» TEKSTFRAGMENT:
----
We oefenen weer diverse meditaties. Een vrouw uit de groep gaapt hoorbaar. ‘Heel goed,’ moedigt Trees haar aan, ‘gapen mag, het is een teken van ontspanning.’ Even later gaapt de vrouw weer. En nog een keer. En nog eens. Ik erger me een beetje aan haar luidruchtige gegaap. Alsof er een nijlpaard in je nek ademt.

‘Gewoon naast je neerleggen, laat het gaan,’ adviseert Trees me als ik haar na afloop zeg dat ik toch wel last heb van dat heel harde gegaap.

Ondanks die irritatie fiets ik een stuk rustiger dan voor de les richting de school van mijn puber, waar de ouderavond op me wacht. Hoewel het ruim drie kwartier fietsen is, vind ik het niet eens ver. Niets is meer ver met een tot rust gebracht hoofd.

Opgehoopte frustratie

In week drie ga ik er eens extra goed voor zitten. De laatste paar dagen heb ik me er wat de meditatie betreft met een jantje-van-leiden van afgemaakt. Te gehaast, te veel te doen.

Ik verhuis mijn meditatieplek naar boven op de bank. En in plaats van de pauwenveren zet ik een grote bos kleurige bloemen op de grond. Ik mediteer maar liefst tien minuten.

Dan neem ik plaats achter mijn laptop en open mijn mail. Als eerste zie ik een boos bericht van mijn ex. Hij dreigt de alimentatie stop te zetten als ik niet dit of dat of zus of zo doe.

Weg is mijn zengevoel. In plaats daarvan is er een knoop in mijn maag gekomen. Ik besluit de adrenalinestoot weg te duwen, naar de zijkant van mijn lijf, zodat de positieve energie nog door kan stromen. Het lukt een beetje.

Dan gaat de telefoon. Een vriendin begint een klagerig verhaal. Hoe het komt, weet ik niet, maar ineens gaat haar gemopper over in een aanval op mij. Alsof ze dit moment heeft afgewacht om haar opgehoopte frustratie over mij uit te storten. Ik vergeet alle meditatielessen, voel mijn ergernis toenemen en voor ik het weet hebben we een verhitte twist. Geïrriteerd hangen we op.

Wanneer ik de volgende dag naar mijn licht dementerende moeder rij, die ik wekelijks bezoek, merk ik dat ze korzelig is. Ze snauwt me af en verkondigt voortdurend allerlei nieuwtjes waarvan ik weet dat ze ze niet goed begrepen heeft en nu verdraait. Als ik haar corrigeer, gaat ze voor me staan en schreeuwt in mijn gezicht: ‘Neeeeeee!’

Dit gaat me te ver. Ik trek mijn jas aan en loop naar buiten, naar de auto. Ik stap in en rij weg. Wat heeft iedereen toch? Zou Boeddha nou nooit eens ontploft zijn van irritatie?
----
» Gegevens met coördinaatannotaties:
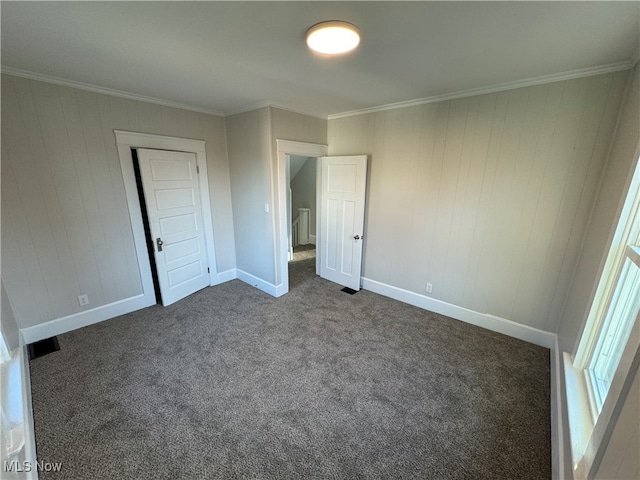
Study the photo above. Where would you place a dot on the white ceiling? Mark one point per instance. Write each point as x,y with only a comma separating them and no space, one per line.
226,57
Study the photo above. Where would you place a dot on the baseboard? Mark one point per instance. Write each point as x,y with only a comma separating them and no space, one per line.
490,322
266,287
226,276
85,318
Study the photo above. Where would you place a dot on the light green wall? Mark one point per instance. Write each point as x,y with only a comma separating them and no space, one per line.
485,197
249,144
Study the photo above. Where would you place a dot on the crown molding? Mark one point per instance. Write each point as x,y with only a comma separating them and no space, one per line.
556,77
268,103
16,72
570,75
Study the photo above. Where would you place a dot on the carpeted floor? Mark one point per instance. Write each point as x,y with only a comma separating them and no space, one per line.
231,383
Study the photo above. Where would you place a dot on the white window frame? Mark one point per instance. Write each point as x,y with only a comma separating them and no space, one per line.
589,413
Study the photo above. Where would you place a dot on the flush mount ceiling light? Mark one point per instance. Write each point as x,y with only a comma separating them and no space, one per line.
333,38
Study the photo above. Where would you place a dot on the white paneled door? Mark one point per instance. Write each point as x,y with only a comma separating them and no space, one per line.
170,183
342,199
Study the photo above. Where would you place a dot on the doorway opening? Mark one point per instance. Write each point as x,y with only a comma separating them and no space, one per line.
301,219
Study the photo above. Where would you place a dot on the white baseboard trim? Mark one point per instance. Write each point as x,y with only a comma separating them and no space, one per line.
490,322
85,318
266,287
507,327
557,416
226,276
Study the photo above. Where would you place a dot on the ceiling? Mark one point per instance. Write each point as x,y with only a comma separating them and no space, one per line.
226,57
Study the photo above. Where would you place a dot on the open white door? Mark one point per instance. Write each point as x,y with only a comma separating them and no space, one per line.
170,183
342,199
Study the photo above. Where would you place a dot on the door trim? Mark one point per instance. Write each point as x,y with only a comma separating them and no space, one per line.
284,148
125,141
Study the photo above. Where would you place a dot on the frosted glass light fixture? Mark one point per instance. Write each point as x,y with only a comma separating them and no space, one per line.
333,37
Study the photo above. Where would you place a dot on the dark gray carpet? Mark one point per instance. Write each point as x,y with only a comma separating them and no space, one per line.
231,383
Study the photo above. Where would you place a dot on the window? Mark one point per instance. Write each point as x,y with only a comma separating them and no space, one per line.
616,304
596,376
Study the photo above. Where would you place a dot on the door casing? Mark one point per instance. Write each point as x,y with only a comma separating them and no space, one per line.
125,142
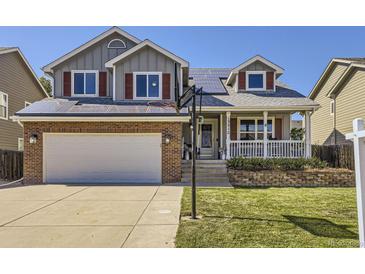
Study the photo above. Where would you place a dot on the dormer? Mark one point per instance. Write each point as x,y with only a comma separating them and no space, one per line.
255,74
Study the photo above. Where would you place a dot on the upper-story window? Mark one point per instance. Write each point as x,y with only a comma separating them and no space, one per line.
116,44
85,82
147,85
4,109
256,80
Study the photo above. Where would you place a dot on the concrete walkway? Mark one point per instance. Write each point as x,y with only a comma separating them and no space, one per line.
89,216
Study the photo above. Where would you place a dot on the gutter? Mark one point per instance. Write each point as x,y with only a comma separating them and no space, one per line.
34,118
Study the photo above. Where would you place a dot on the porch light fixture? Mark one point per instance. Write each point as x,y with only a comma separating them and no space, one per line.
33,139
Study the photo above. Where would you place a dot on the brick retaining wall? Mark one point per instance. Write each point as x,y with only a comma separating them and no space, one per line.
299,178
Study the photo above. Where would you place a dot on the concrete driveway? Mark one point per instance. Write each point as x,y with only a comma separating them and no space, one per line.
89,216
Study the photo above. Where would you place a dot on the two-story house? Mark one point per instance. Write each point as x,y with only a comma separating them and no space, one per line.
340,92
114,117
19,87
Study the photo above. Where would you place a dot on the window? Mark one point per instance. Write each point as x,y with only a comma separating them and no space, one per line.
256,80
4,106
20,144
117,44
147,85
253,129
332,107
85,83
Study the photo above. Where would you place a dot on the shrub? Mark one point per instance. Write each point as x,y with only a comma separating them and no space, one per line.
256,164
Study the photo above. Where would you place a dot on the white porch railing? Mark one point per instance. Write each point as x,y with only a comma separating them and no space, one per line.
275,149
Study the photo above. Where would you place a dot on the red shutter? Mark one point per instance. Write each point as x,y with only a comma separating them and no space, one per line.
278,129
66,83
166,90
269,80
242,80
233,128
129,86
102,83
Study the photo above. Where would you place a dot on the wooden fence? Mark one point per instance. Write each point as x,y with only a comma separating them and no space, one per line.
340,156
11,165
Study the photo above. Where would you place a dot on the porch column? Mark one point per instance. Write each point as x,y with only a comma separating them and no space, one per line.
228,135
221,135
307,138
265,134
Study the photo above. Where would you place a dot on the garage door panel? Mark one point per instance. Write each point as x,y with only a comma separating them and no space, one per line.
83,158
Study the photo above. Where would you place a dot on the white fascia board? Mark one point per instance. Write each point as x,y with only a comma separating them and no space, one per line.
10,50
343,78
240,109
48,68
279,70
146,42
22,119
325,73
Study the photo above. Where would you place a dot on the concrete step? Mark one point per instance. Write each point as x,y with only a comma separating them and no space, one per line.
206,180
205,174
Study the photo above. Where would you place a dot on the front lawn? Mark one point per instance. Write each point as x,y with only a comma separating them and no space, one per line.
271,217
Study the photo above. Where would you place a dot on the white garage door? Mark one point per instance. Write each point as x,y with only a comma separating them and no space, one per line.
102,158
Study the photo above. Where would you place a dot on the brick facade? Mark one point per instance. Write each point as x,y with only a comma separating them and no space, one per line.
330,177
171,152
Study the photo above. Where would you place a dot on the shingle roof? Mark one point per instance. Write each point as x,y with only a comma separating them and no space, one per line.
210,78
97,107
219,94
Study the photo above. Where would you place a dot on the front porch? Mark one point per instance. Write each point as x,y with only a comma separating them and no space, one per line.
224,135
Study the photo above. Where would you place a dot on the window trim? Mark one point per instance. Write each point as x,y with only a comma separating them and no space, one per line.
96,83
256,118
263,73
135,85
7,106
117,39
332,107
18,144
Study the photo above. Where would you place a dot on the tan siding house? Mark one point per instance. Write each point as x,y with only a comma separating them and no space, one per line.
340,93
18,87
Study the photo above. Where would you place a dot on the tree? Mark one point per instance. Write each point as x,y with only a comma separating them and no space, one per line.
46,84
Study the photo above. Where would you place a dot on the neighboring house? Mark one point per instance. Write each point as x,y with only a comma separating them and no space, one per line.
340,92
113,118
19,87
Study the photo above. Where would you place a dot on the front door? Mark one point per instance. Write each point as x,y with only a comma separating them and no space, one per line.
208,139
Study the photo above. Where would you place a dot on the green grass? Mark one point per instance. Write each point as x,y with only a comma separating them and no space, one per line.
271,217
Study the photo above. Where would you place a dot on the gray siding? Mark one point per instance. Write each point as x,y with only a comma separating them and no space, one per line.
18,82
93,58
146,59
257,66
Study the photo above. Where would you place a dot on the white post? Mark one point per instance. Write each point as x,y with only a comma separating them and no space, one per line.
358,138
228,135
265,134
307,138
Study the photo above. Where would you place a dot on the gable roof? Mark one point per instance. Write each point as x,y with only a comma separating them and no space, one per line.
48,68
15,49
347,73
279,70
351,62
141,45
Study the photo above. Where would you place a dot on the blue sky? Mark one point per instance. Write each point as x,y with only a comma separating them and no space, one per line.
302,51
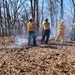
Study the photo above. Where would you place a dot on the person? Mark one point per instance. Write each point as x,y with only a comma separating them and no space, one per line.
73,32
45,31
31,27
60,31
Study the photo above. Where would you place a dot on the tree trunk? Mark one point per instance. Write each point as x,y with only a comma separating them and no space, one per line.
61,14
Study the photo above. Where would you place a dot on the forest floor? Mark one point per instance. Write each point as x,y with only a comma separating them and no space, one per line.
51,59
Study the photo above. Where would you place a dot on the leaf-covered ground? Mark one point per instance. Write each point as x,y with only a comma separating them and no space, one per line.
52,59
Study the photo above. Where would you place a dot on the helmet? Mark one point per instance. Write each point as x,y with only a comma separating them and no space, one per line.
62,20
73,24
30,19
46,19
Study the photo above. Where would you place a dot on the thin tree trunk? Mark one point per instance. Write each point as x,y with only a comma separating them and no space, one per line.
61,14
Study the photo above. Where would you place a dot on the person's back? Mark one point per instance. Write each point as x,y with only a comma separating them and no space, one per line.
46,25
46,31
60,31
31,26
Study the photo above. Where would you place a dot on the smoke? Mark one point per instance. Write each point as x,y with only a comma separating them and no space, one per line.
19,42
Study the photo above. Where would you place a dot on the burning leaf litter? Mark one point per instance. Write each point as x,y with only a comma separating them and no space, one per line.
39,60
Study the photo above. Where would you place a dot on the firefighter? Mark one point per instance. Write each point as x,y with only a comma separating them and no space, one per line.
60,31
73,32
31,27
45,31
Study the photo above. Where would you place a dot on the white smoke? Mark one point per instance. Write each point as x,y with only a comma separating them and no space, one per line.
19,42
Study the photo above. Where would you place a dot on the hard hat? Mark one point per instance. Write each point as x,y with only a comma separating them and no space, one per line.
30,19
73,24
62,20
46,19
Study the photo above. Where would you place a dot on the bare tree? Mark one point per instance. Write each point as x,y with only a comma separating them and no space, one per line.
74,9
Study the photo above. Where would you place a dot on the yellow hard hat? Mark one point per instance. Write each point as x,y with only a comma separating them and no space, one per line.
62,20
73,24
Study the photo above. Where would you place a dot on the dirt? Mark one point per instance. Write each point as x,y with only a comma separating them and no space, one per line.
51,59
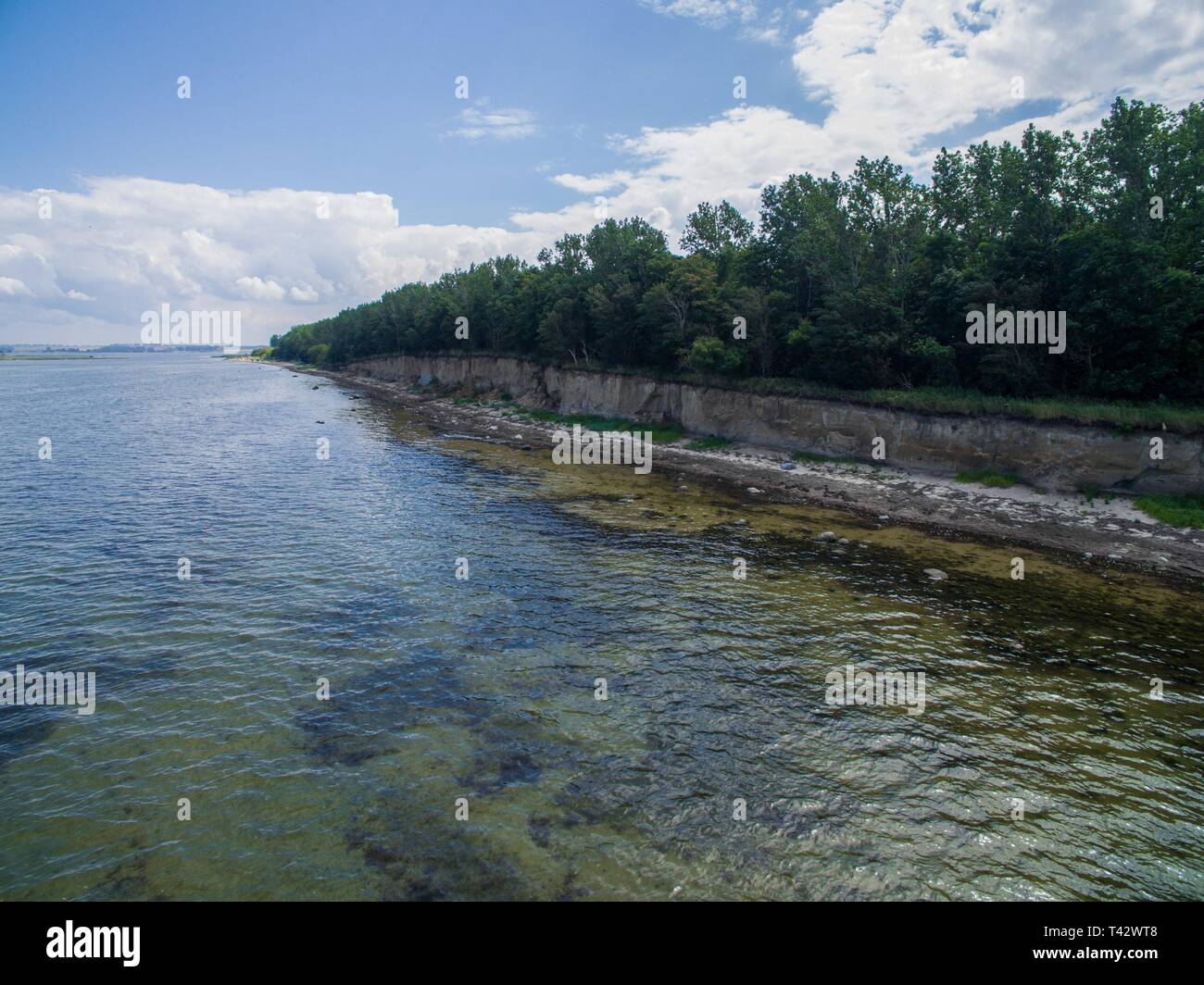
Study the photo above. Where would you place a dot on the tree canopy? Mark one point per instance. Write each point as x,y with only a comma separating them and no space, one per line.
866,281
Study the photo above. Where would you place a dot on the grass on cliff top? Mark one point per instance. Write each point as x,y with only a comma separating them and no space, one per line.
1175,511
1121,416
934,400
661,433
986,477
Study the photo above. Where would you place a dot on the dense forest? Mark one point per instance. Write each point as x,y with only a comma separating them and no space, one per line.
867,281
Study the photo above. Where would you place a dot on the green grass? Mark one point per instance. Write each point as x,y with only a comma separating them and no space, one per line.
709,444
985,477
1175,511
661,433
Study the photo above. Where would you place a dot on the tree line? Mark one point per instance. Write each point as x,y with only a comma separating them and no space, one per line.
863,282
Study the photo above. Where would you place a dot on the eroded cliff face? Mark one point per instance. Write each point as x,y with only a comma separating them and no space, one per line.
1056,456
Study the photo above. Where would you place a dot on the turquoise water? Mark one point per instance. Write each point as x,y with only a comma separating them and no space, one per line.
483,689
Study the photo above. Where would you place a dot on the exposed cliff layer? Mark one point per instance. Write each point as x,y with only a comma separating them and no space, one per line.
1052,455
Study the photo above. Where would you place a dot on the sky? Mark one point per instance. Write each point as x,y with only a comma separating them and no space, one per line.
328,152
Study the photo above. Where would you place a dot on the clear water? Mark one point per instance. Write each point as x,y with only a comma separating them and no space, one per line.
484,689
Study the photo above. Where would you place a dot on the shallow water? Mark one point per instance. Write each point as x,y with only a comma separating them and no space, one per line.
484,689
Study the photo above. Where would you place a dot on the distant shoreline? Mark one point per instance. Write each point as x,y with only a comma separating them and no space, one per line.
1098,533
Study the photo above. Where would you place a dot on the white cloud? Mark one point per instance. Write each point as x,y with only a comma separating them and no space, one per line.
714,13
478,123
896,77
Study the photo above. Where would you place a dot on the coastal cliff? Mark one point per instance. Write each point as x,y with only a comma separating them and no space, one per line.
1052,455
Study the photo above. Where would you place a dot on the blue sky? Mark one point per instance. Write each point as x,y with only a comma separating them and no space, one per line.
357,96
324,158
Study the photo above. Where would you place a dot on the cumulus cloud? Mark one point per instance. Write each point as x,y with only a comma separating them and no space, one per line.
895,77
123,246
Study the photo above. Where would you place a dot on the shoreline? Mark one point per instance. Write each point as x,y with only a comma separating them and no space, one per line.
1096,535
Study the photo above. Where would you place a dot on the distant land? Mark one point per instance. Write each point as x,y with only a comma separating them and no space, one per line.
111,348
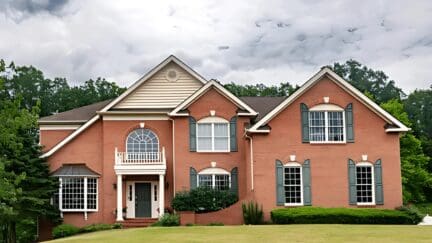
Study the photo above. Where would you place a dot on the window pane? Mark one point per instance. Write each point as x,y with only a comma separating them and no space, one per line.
----
» EISEN OPDRACHT: Geef in twee zinnen een samenvatting van het tekstfragment over meditatie.

» ANTWOORD OEFENING: De verteller oefent meditatie in een groep, ergert zich aan een vrouw die luid gaapt en fietst na de les toch rustiger naar de ouderavond. In week drie verdwijnt de rust na tien minuten mediteren door een boze mail van de ex, een verhitte ruzie aan de telefoon met een vriendin en een moeder die in het gezicht van de verteller schreeuwt, waarna de verteller wegrijdt en zich afvraagt of Boeddha ooit van irritatie is ontploft.